Natural language region descriptions:
--- START ---

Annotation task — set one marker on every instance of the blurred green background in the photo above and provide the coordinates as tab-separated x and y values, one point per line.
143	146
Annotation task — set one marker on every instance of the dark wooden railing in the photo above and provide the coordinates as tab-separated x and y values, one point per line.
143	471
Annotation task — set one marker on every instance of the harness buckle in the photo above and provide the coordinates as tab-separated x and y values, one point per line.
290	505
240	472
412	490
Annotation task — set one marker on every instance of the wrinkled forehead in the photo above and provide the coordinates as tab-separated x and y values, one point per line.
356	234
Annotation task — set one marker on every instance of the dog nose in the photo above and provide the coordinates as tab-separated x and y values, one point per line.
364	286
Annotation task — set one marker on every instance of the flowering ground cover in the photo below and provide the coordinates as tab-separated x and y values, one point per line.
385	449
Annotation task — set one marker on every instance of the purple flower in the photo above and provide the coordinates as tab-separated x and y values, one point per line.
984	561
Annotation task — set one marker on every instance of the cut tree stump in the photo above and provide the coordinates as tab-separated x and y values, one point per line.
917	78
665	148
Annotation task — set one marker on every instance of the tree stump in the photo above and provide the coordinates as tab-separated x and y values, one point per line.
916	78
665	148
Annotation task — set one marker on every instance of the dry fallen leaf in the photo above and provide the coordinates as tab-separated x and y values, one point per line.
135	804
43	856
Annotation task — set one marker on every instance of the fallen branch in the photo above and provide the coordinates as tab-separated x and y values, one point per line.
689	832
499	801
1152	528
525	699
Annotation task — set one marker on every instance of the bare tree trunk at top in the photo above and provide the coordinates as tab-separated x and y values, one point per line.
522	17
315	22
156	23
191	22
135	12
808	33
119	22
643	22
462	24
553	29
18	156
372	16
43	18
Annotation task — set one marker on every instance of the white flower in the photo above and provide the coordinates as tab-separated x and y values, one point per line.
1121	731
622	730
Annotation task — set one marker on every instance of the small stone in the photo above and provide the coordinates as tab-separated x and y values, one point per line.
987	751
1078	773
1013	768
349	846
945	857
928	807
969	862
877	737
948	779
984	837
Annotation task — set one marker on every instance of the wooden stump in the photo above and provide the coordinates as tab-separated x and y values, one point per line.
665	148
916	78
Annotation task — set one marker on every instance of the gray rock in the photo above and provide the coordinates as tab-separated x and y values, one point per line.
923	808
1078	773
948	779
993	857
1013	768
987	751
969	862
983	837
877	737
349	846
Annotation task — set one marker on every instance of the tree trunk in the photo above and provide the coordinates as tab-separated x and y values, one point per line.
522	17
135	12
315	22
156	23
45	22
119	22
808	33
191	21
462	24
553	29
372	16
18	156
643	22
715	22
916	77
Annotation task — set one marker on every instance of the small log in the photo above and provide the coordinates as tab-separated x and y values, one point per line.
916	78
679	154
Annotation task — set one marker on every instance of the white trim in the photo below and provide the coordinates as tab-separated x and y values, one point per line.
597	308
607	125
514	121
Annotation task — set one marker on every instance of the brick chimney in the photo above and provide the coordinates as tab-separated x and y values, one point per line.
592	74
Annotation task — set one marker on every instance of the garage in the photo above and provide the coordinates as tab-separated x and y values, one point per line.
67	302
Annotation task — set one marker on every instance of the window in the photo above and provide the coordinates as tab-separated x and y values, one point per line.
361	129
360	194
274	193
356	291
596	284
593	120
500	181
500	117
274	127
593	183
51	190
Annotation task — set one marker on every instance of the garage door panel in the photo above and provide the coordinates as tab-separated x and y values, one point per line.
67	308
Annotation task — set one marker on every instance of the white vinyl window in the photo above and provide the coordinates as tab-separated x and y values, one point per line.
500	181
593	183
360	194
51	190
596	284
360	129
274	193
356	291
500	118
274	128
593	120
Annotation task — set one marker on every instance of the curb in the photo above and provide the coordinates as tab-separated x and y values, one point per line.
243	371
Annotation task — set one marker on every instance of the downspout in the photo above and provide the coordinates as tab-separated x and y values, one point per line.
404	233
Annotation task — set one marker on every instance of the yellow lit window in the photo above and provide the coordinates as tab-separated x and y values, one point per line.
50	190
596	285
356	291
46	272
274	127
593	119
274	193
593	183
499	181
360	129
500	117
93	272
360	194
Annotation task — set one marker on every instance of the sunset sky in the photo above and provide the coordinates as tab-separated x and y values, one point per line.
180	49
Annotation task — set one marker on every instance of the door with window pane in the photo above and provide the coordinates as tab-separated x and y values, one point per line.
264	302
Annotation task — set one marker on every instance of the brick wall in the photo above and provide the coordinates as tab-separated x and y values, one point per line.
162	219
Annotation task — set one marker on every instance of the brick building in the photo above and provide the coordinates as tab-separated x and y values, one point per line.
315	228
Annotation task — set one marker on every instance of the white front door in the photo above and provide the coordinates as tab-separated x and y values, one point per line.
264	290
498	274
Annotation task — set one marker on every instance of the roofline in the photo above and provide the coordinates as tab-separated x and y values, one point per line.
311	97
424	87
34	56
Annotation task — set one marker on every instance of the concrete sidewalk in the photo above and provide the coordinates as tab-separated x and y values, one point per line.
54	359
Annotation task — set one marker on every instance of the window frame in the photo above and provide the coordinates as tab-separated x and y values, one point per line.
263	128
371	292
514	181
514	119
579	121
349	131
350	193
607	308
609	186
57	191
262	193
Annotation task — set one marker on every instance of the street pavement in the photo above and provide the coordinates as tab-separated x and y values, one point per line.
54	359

--- END ---

This exercise calls for the lines from the one holding "the white front" through the end of the entries, transcribed exactly and with nothing more.

Annotation task — set one marker on every instance of the white front door in the photo above and provide the coordinates as tab-separated x and y values, one point per line.
264	290
498	274
Annotation task — set one marker on every instance of the roofline in the photo above and provide the coordinates as tab-separated x and y values, one point per line.
311	97
424	87
34	56
Annotation task — set one marker on every instance of the concrete sidewalk in the photo above and provide the coordinates as tab-separated x and y values, one point per line.
54	359
Annotation task — set one marker on every instance of the window frame in the photo above and provide the coordinates as tab-separated x and y values, one point per line.
263	128
371	292
514	181
514	119
579	121
349	131
350	193
607	308
609	186
57	191
262	193
Annotation task — set one marker on every instance of the street pavement in the photo above and provide the coordinates as tab-separated x and y values, one point per line.
54	359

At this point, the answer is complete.